═════ Excerpted records
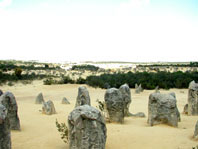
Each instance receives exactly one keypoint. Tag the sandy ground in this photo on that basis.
(39, 131)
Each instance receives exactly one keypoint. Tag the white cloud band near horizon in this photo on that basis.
(119, 37)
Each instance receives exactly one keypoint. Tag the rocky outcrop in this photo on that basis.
(39, 99)
(83, 97)
(115, 105)
(9, 101)
(126, 96)
(162, 108)
(138, 89)
(157, 89)
(185, 111)
(65, 101)
(1, 92)
(87, 128)
(196, 131)
(193, 98)
(5, 136)
(48, 108)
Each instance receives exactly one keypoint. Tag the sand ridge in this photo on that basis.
(39, 131)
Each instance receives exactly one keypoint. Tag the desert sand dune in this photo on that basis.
(38, 131)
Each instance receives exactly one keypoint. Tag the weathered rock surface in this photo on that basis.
(87, 128)
(178, 113)
(39, 99)
(162, 108)
(138, 89)
(193, 98)
(185, 109)
(157, 89)
(196, 130)
(5, 136)
(115, 105)
(126, 95)
(83, 97)
(1, 92)
(9, 101)
(48, 108)
(65, 101)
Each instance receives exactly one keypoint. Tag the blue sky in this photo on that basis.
(97, 30)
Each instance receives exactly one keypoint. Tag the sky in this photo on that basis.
(99, 30)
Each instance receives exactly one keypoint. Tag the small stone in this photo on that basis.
(126, 95)
(193, 98)
(9, 101)
(39, 99)
(162, 108)
(5, 136)
(65, 101)
(115, 105)
(83, 97)
(48, 108)
(87, 128)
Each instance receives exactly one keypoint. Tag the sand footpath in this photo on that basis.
(39, 131)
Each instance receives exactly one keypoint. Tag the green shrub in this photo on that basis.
(18, 72)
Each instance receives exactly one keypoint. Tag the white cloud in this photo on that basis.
(5, 3)
(126, 38)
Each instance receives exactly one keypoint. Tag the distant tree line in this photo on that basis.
(9, 66)
(191, 64)
(85, 67)
(148, 80)
(17, 76)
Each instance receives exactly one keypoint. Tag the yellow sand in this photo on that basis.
(39, 131)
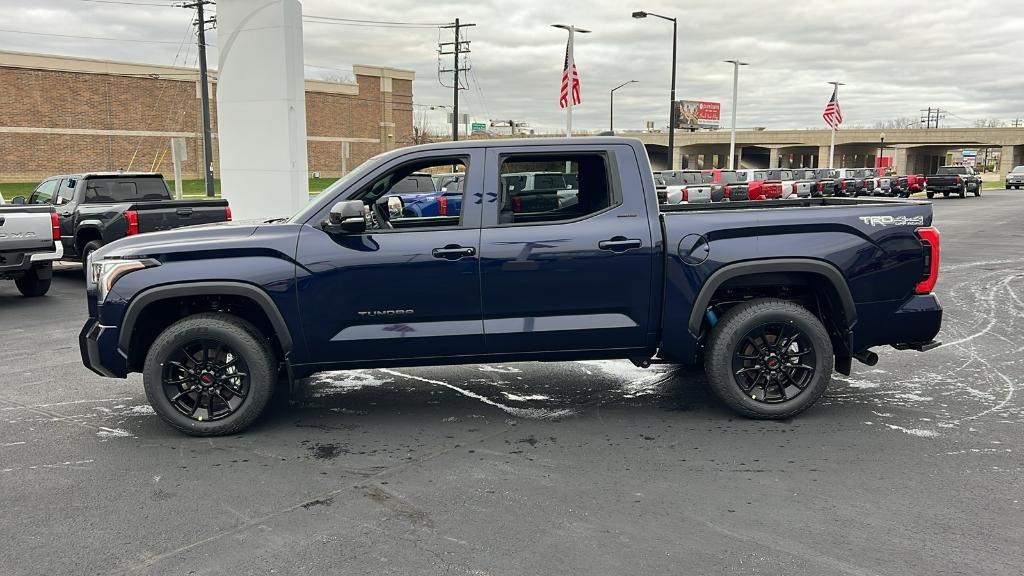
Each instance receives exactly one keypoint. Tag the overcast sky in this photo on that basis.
(896, 56)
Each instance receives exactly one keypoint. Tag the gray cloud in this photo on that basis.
(896, 56)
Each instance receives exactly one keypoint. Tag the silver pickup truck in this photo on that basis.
(30, 242)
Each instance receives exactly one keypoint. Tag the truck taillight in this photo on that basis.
(132, 217)
(930, 242)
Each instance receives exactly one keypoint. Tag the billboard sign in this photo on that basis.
(692, 115)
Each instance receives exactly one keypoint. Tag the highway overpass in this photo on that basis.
(913, 151)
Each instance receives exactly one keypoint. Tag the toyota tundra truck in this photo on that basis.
(769, 297)
(30, 242)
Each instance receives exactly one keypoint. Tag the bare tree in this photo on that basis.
══════════
:: Directions for this task ::
Leave out every picture, and repeat word for word only the lines from the one holding "Each instance receives exactly one keypoint. Tag the green" through the end of the entries above, both ends included.

:: Output for this exercise ::
Each instance receives exactly one keypoint. Tag the green shrub in this photo on that basis.
(18, 72)
Each instance receives exactly one keypoint. Tag the white cloud in this photo on that basis.
(5, 3)
(126, 38)
Each instance receives exactly one keypoint. Tag the distant tree line in this photo on that basis.
(9, 66)
(191, 64)
(85, 67)
(148, 80)
(17, 76)
Each instance receives exactly one keypoint. Tag the yellow sand in this photo on that basis.
(39, 131)
Each instance receives exactly one keypoint. Tag the overcast sky in this photo on that basis.
(896, 56)
Each instance receives exactly one keypoint. Tag the gray cloud in this photo on that basis.
(896, 56)
Each instance receives exactly one keypoint. Tag the silver pickup truck in this photo on that basis.
(30, 242)
Each instance receives exactly one keypoint. Tag the truck taillight in this photo on that basis.
(132, 217)
(930, 242)
Each instance receives exactly one keypoint. Tag the billboard sign in this photo on that basis.
(692, 115)
Each instance receives exactly one keypoint. Tag the highway overpass in this photo on that basis.
(913, 151)
Each instance receives exactly one keypoint. Tag the toyota tundra truck in this photo on that basis.
(769, 297)
(30, 242)
Each instance receives exactly one keypoint. Tag the bare tree in this photo on that basis.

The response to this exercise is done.